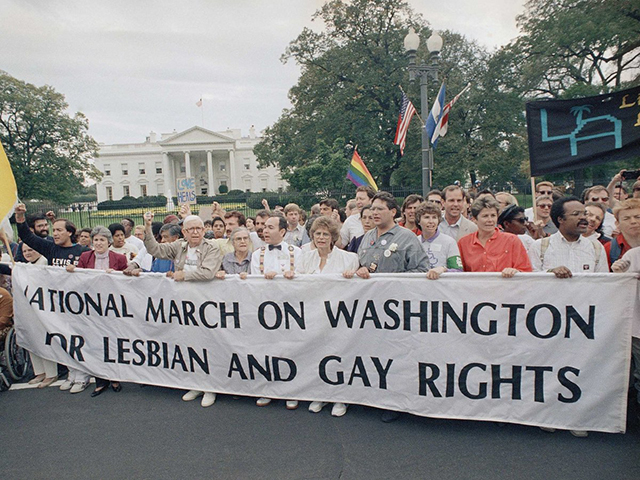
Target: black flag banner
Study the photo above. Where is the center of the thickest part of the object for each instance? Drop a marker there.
(570, 134)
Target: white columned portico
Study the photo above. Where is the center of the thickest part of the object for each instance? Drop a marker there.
(168, 171)
(187, 164)
(232, 170)
(211, 190)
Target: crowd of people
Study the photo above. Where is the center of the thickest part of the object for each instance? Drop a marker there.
(452, 230)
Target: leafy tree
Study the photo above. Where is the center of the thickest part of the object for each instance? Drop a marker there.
(348, 90)
(49, 150)
(348, 94)
(573, 48)
(570, 49)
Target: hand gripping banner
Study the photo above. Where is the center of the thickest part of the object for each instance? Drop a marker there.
(533, 349)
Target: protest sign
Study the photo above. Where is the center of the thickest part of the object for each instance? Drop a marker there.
(582, 132)
(186, 191)
(533, 349)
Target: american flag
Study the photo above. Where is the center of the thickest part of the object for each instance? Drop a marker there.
(407, 111)
(443, 123)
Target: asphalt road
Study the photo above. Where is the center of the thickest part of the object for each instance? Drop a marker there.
(149, 433)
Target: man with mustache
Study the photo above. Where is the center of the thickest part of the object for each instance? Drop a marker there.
(567, 251)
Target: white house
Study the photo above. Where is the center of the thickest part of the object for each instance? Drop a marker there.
(212, 158)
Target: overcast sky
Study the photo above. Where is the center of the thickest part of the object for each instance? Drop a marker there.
(136, 66)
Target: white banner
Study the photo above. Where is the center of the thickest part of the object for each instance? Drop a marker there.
(532, 350)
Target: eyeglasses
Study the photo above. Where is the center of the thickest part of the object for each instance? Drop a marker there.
(577, 214)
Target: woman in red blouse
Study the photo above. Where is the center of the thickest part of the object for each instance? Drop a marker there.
(489, 249)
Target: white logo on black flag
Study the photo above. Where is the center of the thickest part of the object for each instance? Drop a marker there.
(569, 134)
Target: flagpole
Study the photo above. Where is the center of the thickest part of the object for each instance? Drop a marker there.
(417, 114)
(533, 197)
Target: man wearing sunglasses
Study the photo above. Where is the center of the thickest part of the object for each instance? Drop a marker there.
(513, 220)
(194, 257)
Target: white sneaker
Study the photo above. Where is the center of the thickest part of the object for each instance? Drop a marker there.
(191, 395)
(37, 379)
(315, 407)
(208, 399)
(339, 409)
(66, 385)
(263, 402)
(79, 387)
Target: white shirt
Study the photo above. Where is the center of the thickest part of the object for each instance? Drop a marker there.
(451, 230)
(528, 212)
(579, 256)
(191, 262)
(143, 259)
(128, 250)
(608, 224)
(439, 249)
(526, 240)
(633, 257)
(298, 236)
(276, 260)
(256, 241)
(338, 261)
(352, 227)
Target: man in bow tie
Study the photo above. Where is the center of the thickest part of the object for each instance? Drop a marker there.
(276, 257)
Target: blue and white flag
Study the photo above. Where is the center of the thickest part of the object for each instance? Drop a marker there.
(436, 112)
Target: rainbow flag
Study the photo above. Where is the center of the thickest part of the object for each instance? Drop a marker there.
(8, 193)
(359, 174)
(8, 189)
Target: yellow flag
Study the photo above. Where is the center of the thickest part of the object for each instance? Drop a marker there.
(8, 189)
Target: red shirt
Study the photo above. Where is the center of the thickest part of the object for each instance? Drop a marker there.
(624, 247)
(502, 250)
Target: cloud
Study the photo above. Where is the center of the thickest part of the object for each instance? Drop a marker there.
(136, 66)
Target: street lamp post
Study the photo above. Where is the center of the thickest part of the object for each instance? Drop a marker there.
(424, 71)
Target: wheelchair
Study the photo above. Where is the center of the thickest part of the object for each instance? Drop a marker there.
(15, 362)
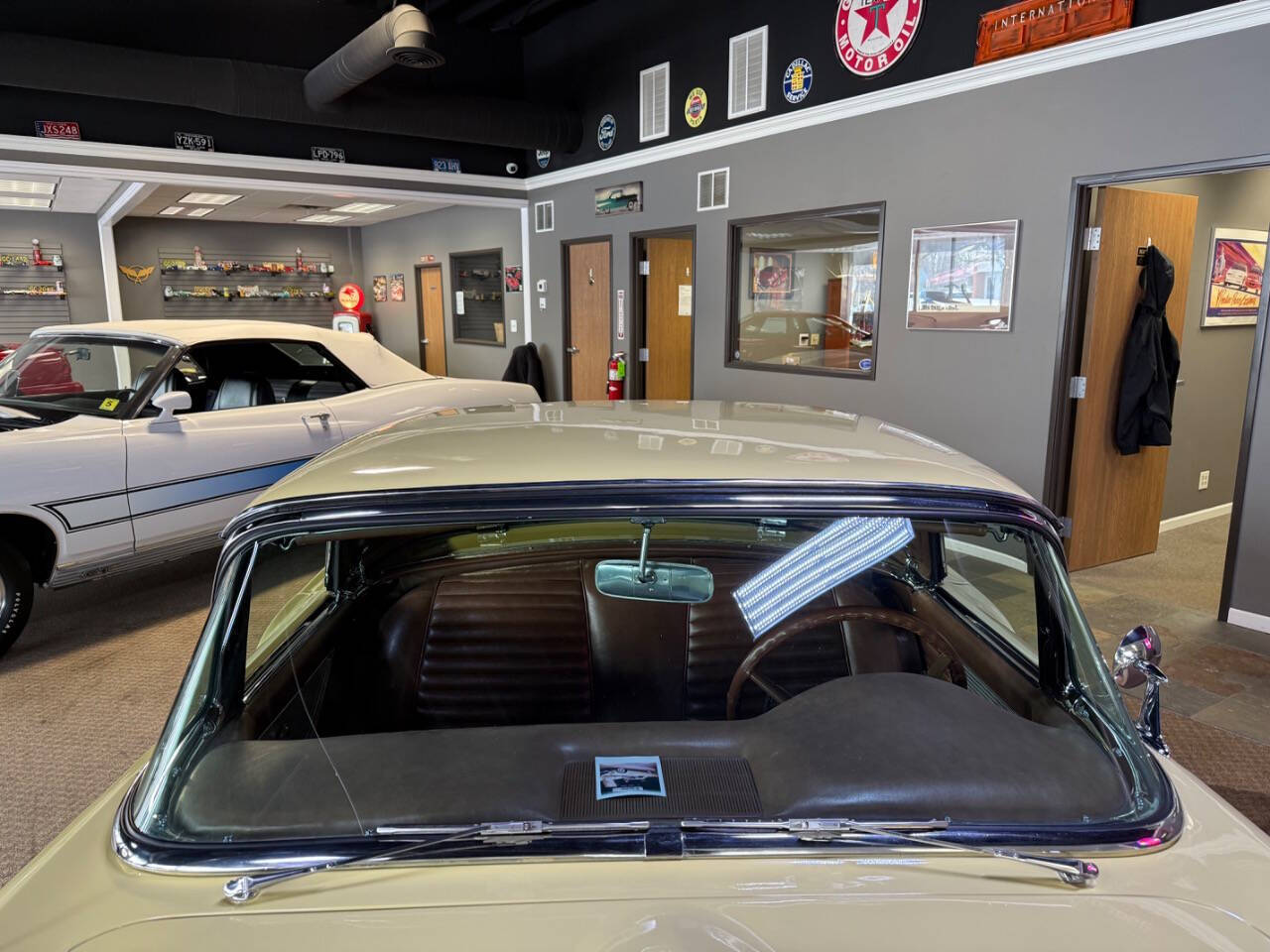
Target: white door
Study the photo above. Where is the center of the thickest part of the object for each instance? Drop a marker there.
(190, 476)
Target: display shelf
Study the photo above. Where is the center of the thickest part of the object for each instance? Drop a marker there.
(32, 295)
(222, 284)
(477, 276)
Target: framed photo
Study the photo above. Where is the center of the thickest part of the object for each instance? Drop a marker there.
(1236, 266)
(771, 273)
(620, 199)
(961, 277)
(629, 777)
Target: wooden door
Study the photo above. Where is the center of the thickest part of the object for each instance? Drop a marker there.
(1115, 500)
(668, 303)
(588, 324)
(432, 318)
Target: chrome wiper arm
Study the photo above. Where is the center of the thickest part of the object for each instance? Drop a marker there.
(1075, 873)
(243, 889)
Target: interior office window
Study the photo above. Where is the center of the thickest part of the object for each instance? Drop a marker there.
(747, 66)
(654, 102)
(804, 294)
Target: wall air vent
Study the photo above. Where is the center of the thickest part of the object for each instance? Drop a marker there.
(747, 66)
(544, 216)
(712, 189)
(654, 102)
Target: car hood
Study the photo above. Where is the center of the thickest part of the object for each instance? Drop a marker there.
(756, 924)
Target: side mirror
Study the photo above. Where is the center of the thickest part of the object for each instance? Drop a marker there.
(168, 405)
(1137, 661)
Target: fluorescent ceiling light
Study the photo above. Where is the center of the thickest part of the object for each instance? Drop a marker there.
(363, 207)
(829, 557)
(24, 202)
(208, 198)
(28, 188)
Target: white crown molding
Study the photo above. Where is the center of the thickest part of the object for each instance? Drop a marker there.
(1180, 30)
(418, 182)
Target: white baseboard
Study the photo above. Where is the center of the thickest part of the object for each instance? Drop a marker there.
(1250, 620)
(1176, 522)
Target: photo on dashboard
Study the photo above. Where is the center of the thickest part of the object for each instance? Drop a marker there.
(629, 777)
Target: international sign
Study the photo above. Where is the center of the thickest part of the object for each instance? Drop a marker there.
(1037, 24)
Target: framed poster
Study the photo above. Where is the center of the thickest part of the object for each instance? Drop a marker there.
(961, 277)
(619, 199)
(1236, 266)
(771, 273)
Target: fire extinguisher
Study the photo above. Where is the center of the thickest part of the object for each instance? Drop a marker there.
(617, 376)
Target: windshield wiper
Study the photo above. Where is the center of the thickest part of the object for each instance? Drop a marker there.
(423, 839)
(1075, 873)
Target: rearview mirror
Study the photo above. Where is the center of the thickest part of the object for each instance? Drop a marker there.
⁂
→ TASK DETAILS: Write out the material above again, word for word, minus its pictures.

→ SOLUTION:
Target: black flag banner
Study the photo above. Where is the center of the thickest part of the object for each instance? Drop a marker there.
(570, 134)
Target: white columned portico
Study the photo above. Where is the center of the thickest part of the object for each instance? Drop a marker there.
(168, 171)
(187, 164)
(232, 170)
(211, 190)
Target: crowd of people
Study the photo above. Where is the center of the thickest part of the object for each instance? Drop a marker there.
(452, 230)
Target: leafy tree
Study the photo above. Where is the center of the thickest part of the object for each instance? Drop a marker there.
(348, 90)
(49, 150)
(348, 94)
(573, 48)
(570, 49)
Target: hand gripping banner
Study the photo above. Where is the center of the thickest part of the object for each instance? Drop a marker there.
(533, 349)
Target: protest sign
Study the photo above. Where is the center of the thickest part of the object for each instance? Drop a marker there.
(582, 132)
(186, 191)
(533, 349)
Target: american flag
Study the photo above. Where is the center of the thickest part of the object for each instance? Drop a marker there.
(407, 111)
(443, 123)
Target: asphalt road
Study the photo above. Where is the center of the thickest part of the object for each instance? Drop a marker there.
(149, 433)
Target: man with mustache
Study the photo above. Where is the center of the thickest part of the object for each instance? Drop a marker there.
(567, 251)
Target: white house
Study the photo above. Where is the center of the thickest part of the object for each instance? Drop a marker there.
(212, 158)
Target: overcast sky
Study the photo above. Where is the center of the thickest part of the object for each instance? Drop a marker there.
(136, 66)
Target: white banner
Study the photo above. Where is the center of the thickest part of the object for each instance? Drop a marker there.
(532, 350)
Target: eyeglasses
Study the photo above. Where is the center of the thickest part of the object for each instance? Drop a marker there.
(577, 214)
Target: woman in red blouse
Study the photo above. Where is the center of the thickest part of the object for each instance? Drop a marker there.
(489, 249)
Target: white logo on black flag
Study the photo above. Where is the center of the thickest part of the object for each instance? Drop a marker there.
(569, 134)
Target: flagpole
Study the photo above. Where is the center of the thickest part of the object for each instance? Drop a marker there.
(417, 114)
(533, 197)
Target: man wearing sunglasses
Study the photo above. Where is the center of the thickest part of the object for each instance? Drop a marker there.
(513, 220)
(194, 257)
Target: white sneaker
Study the photo above. Where is the center of the thickest part of the object for each instance? Drop a marker there.
(191, 395)
(37, 379)
(315, 407)
(208, 399)
(339, 409)
(66, 385)
(263, 402)
(79, 387)
Target: white shirt
Study the photo above. Where is the center of the thickest part of the object for each instance? Drop a marker there.
(451, 230)
(528, 212)
(579, 256)
(191, 262)
(143, 259)
(128, 250)
(608, 224)
(439, 249)
(526, 240)
(633, 257)
(298, 236)
(276, 260)
(256, 241)
(338, 261)
(352, 227)
Target: man in bow tie
Study the photo above. Where is the center of the thickest part of the object for each instance? Drop a marker there.
(276, 257)
Target: blue and white flag
Study the photo above. Where is the center of the thickest part of the object for each instance? Drop a marker there.
(436, 112)
Target: rainbow flag
Study the photo above. Where is the center of the thickest part of the object for each instance? Drop a marker there.
(8, 193)
(359, 174)
(8, 189)
Target: yellow flag
Study the photo above. Where is the center of the thickest part of the object for each instance? Drop a marker there.
(8, 189)
Target: red shirt
Study the photo above. Where is the center of the thickest part of the object for each instance? Drop a marker there.
(624, 247)
(502, 250)
Target: cloud
Study the photo above. Where is the center of the thickest part of the object for each instance? Drop a marker there.
(136, 66)
Target: street lamp post
Study the photo above. Where is the center of the thickest part of the object for each instance? Drop a marker there.
(424, 71)
Target: wheelchair
Study the photo above. Where is the center of the thickest part of the object for each instance? Drop a marker there.
(15, 362)
Target: white door
Study the photo above. Where is the center of the thickest part of the object for each instance? Drop a marker there.
(190, 476)
Target: display shelf
Study the photo above. Where is the center of the thickest part of the object for each instance? Drop a marker there.
(32, 295)
(222, 284)
(477, 276)
Target: framed photo
Study the photo above. Where is the center of the thickest part of the object for each instance? Drop a marker there.
(1236, 266)
(771, 273)
(620, 199)
(961, 277)
(629, 777)
Target: wooden door
Study the photo above. Where is the center of the thickest part of the object for each instance? Drop a marker there.
(1115, 500)
(668, 303)
(588, 324)
(432, 318)
Target: chrome wiper arm
Study the photo above. Where is the center of the thickest part of the object for each instance? Drop a marker there.
(1075, 873)
(243, 889)
Target: interior office window
Study the photo above. Where is the center of the thickest part of the object for each instance? Drop a marker there.
(747, 66)
(654, 102)
(804, 294)
Target: wall air vent
Study the photo above. Where is the center of the thickest part of the object for each instance? Drop a marker there.
(747, 66)
(544, 216)
(712, 189)
(654, 102)
Target: car hood
Study the photo above. Where is the center of the thickest part of the object for each instance? Drop a marker there.
(756, 924)
Target: side mirror
Study the photo above. Where is the center of the thickest part of the object for each instance? Drop a marker there.
(168, 405)
(1137, 661)
Target: fluorescent ceiling light
Study the photo above. Where is the center of the thickest part of the object for each instance? Drop a marker there.
(363, 207)
(829, 557)
(24, 202)
(208, 198)
(28, 188)
Target: white crown molding
Study the photo above. Where is the center of the thickest part of the object for each instance? Drop a marker there.
(1180, 30)
(418, 182)
Target: white baseboard
Study the photo above. Where is the center of the thickest part of the object for each instance? Drop a marker there.
(1250, 620)
(1176, 522)
Target: photo on dashboard
Study the photo above. Where is the center of the thickest part of the object for each instance? Drop a marker there.
(629, 777)
Target: international sign
Study the photo above. Where is the center of the thickest part of the object for each instance? Drop a marker there.
(1037, 24)
Target: framed poster
Study the photo above. Where is the center of the thickest part of the object for each instance? Drop a marker there.
(961, 277)
(619, 199)
(1236, 266)
(771, 273)
Target: fire extinguisher
Study the photo above. Where is the center of the thickest part of the object for each instance? Drop a marker there.
(617, 376)
Target: windshield wiper
Study the photo above. Where is the center of the thickest part of the object for each instance? Drop a marker there.
(423, 839)
(1075, 873)
Target: rearview mirror
Study the photo above. Where is the center of the thickest part of the object for each instance? Drop a marker there.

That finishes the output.